(Saved entries)

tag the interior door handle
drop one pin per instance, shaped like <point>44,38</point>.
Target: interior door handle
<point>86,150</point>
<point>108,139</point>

Aim of the exercise — Output every record above, exactly as written.

Solution for this problem —
tag the interior door handle
drop one pin per instance, shaped like <point>44,38</point>.
Target: interior door handle
<point>86,150</point>
<point>108,139</point>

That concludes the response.